(Position identification entries)
* * * * * * *
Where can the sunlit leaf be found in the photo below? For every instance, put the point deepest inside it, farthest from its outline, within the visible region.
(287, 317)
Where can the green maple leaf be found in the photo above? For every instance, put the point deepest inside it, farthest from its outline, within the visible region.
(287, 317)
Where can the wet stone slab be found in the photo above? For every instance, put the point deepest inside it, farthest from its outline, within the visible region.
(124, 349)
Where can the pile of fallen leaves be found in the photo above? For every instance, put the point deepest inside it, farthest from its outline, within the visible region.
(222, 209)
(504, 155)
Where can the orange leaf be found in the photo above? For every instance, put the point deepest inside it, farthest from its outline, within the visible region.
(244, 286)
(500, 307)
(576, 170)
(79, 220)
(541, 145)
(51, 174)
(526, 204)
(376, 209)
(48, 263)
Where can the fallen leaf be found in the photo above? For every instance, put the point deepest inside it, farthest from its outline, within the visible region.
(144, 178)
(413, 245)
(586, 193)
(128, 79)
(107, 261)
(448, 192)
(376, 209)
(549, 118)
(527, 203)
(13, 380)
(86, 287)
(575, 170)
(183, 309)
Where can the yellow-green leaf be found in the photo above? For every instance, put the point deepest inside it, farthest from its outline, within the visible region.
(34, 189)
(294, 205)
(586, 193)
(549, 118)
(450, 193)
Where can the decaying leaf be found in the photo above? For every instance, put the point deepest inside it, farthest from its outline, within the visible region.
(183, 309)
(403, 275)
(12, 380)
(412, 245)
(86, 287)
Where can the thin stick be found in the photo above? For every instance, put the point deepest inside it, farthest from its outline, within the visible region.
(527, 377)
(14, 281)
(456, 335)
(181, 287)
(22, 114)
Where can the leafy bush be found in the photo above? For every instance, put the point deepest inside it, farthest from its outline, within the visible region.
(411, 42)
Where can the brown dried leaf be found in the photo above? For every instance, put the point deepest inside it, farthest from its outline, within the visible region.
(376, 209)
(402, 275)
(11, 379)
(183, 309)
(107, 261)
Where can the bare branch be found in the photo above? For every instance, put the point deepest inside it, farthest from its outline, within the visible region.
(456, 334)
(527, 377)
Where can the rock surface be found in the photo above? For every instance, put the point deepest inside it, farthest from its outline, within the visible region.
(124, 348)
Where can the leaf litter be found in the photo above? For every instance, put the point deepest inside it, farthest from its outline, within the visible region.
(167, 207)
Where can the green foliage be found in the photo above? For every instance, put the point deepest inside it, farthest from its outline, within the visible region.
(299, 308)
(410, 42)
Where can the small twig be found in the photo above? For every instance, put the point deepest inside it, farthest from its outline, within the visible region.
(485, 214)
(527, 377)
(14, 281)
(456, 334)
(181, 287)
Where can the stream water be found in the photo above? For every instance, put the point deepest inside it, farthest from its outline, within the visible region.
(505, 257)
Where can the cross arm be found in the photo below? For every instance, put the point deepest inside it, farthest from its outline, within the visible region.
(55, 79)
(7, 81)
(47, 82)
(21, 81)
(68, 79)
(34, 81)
* * * * * * *
REQUIREMENTS:
Please reproduce all of the entries above, substituting "visible area" for "visible region" and leaving everything else unchanged.

OUTPUT OF THE TASK:
Where can the sunlit leaf be found in the photo below? For every instance, put the point deepest inside it, farthest from its outline, within the visible area.
(287, 317)
Where can the green maple leaf be found in the photo above? For every instance, put the point deepest inside it, farthest from its outline, within the visible area.
(287, 317)
Where can the wet stone slab be found in the photo above? For every instance, put the point deepest inside it, farthest from its outline, within the visible area.
(124, 349)
Where can the pile of fallen leaves be found in the photo above? For every instance, put the point deepest inside it, farthest from its outline, within the visible area.
(222, 209)
(504, 155)
Where can the orange leaf be found in the photo above? For every instance, put the point deepest inside it, farthest from its outline, within the visible area.
(244, 286)
(500, 307)
(576, 170)
(79, 220)
(541, 145)
(51, 174)
(526, 204)
(376, 209)
(48, 263)
Where can the fallen leaf be found in the photo above? For every instance, put the point deepest inside it, farthest from its outline, within the visible area.
(144, 178)
(413, 245)
(586, 193)
(128, 79)
(107, 261)
(448, 192)
(376, 209)
(549, 118)
(527, 203)
(13, 380)
(86, 287)
(575, 170)
(183, 309)
Where can the yellow-green leaf be found in the photo above? For every instance, put the point deepest inside it, farthest from its outline, within the visible area.
(34, 189)
(294, 205)
(586, 193)
(549, 118)
(450, 193)
Where can the decaying leaf be found in the photo above? For every instance, put the point deepest inside it, farthest from its outline, within the visible area.
(183, 309)
(403, 275)
(12, 380)
(412, 245)
(86, 287)
Where can the thin stick be found in the photo above? For every instance, put the point deepest inside it, farthest from its outline, within the visible area.
(527, 377)
(14, 281)
(456, 335)
(181, 287)
(22, 114)
Where can the leafy bush be found in the photo above? For every instance, put the point deepest inside it, farthest from its outline, within the visible area.
(411, 42)
Where can the brown dried leaf be found in the photo above? For every instance, put the point deepest inside it, farthest from its outline, within the visible area.
(376, 209)
(402, 275)
(11, 379)
(183, 309)
(107, 261)
Where can the bare branch be found in the photo above? For every instance, put the point deepest inside it, farthest from its outline, within the visible area.
(456, 334)
(527, 377)
Where can the rock surface be found in the photo above? For every instance, put the point deepest inside it, farthest from its outline, within the visible area.
(124, 348)
Where can the leaf litter be found in the photo above? For every instance, put the point deepest inside it, farthest from its outline, within the visible area.
(167, 207)
Where can the green foliage be found in the photo above? For every instance, put the point deepest inside it, farthest from its outline, within the visible area.
(299, 308)
(410, 42)
Where can the small twig be found in the photo above? For every instance, put the point deepest inside it, farthest from its outline, within the visible area.
(485, 214)
(527, 377)
(14, 281)
(456, 334)
(181, 287)
Where can the stream water be found in the photo above? For every instance, put the point deepest inside it, farthest from its outline, within the visible area.
(505, 257)
Where can the cross arm be found in the photo below? For every instance, put the point deepest inside it, farthest from its outline, within the visible area.
(55, 79)
(7, 81)
(47, 82)
(21, 81)
(68, 79)
(34, 81)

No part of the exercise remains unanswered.